== WHAT THE TASK REQUIRES ==
Can you gather and copy every line of the listing below that contains the string "green", matching case exactly?

== PROVIDED DATA ==

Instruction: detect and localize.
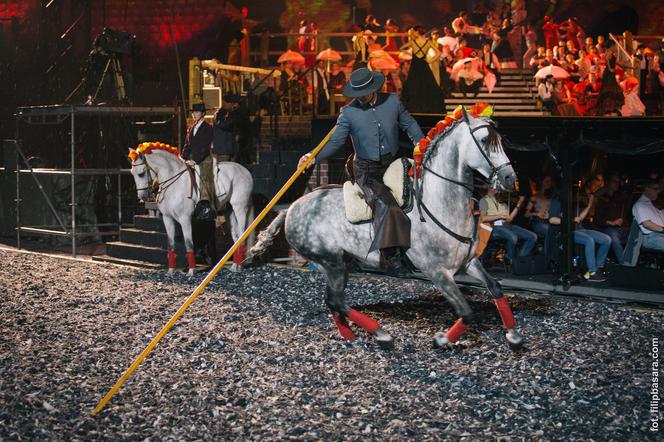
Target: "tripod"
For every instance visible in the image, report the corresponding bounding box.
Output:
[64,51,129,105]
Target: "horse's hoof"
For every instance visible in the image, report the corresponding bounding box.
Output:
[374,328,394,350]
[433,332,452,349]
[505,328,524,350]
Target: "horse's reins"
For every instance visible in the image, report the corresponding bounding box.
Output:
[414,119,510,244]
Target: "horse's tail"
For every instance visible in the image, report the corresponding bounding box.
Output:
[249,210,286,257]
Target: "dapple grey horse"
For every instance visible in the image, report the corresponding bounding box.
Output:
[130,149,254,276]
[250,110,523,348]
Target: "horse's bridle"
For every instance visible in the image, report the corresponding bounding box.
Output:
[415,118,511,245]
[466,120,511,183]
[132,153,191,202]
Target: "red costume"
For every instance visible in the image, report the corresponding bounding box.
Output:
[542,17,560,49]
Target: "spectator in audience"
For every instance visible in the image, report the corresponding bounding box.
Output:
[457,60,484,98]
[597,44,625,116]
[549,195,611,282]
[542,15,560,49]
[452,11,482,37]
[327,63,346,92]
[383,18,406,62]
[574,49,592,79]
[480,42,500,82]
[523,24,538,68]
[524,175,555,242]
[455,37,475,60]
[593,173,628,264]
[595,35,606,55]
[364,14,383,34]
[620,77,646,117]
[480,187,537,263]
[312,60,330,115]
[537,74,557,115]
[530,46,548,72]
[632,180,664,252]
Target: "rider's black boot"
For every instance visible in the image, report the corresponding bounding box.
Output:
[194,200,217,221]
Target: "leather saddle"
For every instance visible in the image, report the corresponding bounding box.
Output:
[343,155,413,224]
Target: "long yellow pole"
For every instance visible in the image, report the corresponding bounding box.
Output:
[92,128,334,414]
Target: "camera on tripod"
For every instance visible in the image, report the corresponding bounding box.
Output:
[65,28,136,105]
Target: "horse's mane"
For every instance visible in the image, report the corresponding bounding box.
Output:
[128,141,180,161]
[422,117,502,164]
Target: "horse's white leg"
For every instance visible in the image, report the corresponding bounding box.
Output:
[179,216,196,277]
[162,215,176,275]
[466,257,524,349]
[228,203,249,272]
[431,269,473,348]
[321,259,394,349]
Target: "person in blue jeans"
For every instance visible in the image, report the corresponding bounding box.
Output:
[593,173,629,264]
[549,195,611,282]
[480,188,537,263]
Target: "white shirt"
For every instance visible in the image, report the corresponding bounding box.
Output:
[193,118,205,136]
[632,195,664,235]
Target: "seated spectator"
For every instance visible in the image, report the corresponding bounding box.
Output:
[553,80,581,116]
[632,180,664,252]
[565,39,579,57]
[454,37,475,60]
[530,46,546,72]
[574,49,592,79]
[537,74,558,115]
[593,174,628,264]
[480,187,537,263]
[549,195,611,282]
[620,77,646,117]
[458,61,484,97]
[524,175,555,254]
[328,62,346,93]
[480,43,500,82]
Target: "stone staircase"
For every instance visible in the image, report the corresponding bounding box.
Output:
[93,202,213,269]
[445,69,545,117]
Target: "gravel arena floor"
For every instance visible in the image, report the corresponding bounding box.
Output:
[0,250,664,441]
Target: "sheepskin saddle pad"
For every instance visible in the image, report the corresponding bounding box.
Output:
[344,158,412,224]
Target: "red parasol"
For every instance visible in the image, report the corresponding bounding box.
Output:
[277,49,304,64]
* * *
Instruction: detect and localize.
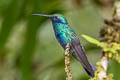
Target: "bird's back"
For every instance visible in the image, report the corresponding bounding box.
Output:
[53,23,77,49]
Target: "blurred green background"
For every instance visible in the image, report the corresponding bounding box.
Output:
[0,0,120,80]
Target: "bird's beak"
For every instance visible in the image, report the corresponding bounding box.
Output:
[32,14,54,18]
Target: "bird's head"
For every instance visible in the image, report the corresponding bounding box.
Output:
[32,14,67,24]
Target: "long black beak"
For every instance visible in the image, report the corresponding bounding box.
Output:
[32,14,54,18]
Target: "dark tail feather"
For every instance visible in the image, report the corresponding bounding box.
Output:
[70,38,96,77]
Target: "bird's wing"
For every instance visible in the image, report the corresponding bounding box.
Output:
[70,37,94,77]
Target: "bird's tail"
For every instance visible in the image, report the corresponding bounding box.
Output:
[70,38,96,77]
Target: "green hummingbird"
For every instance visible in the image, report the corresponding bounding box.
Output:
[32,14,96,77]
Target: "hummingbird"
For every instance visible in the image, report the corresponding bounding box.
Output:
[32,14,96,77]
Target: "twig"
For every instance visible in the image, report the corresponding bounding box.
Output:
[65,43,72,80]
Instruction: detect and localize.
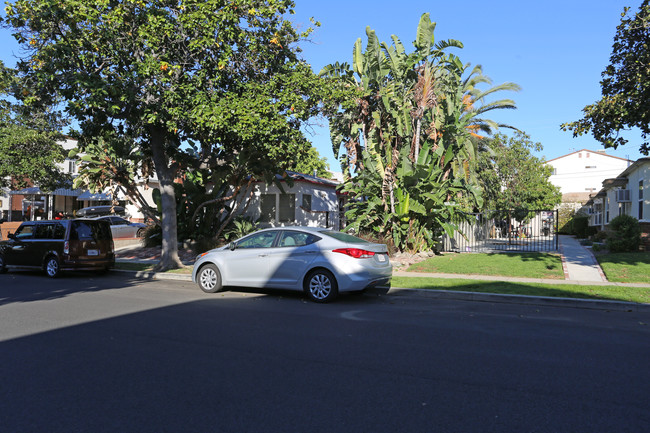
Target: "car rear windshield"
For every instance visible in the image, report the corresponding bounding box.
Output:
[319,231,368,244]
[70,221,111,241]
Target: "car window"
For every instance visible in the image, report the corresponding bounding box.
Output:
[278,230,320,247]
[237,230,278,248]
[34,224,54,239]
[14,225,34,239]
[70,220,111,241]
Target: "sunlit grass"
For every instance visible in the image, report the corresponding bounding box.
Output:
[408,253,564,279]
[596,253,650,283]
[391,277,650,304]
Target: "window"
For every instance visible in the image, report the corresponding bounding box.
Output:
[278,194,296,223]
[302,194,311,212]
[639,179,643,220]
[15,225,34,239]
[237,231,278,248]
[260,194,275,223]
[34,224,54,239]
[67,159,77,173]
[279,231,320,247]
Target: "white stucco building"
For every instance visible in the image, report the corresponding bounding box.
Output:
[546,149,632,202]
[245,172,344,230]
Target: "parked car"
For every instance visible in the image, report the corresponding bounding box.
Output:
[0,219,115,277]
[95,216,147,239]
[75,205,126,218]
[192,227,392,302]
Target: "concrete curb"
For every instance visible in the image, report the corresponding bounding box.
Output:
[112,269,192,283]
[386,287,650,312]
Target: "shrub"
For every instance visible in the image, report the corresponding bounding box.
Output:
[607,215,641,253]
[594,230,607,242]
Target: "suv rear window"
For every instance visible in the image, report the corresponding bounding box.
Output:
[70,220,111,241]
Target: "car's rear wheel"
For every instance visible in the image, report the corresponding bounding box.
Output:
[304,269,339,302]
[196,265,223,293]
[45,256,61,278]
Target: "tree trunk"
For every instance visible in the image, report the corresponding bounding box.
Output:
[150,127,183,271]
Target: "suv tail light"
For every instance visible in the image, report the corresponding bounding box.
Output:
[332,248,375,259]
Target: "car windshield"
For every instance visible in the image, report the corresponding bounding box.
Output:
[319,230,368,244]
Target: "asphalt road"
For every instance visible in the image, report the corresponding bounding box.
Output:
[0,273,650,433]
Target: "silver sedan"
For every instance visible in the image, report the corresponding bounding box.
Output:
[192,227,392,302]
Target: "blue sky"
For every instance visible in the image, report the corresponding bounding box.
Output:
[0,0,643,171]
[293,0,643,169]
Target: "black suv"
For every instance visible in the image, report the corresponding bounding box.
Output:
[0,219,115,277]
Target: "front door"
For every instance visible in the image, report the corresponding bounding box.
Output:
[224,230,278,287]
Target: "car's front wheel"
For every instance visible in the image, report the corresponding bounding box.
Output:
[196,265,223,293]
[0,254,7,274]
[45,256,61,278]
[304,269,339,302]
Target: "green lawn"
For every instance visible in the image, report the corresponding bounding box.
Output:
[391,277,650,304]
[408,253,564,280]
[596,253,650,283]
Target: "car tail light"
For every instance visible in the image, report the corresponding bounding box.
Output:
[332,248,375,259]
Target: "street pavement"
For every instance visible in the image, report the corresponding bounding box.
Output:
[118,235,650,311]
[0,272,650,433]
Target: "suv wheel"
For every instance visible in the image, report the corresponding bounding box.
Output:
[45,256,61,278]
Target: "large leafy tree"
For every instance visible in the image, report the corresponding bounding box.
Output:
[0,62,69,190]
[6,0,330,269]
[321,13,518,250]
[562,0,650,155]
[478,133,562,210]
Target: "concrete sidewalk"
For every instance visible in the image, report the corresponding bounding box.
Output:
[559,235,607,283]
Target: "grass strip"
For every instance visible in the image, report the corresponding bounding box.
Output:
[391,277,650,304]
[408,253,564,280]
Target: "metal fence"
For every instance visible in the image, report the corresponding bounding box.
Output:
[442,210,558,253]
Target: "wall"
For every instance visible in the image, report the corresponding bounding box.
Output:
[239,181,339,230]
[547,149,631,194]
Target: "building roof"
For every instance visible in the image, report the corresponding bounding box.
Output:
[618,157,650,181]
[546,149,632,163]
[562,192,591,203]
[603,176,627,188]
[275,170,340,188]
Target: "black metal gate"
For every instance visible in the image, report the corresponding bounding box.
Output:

== RESULT ==
Target: "blurred green background"
Target: "green hummingbird"
Target: "green lawn"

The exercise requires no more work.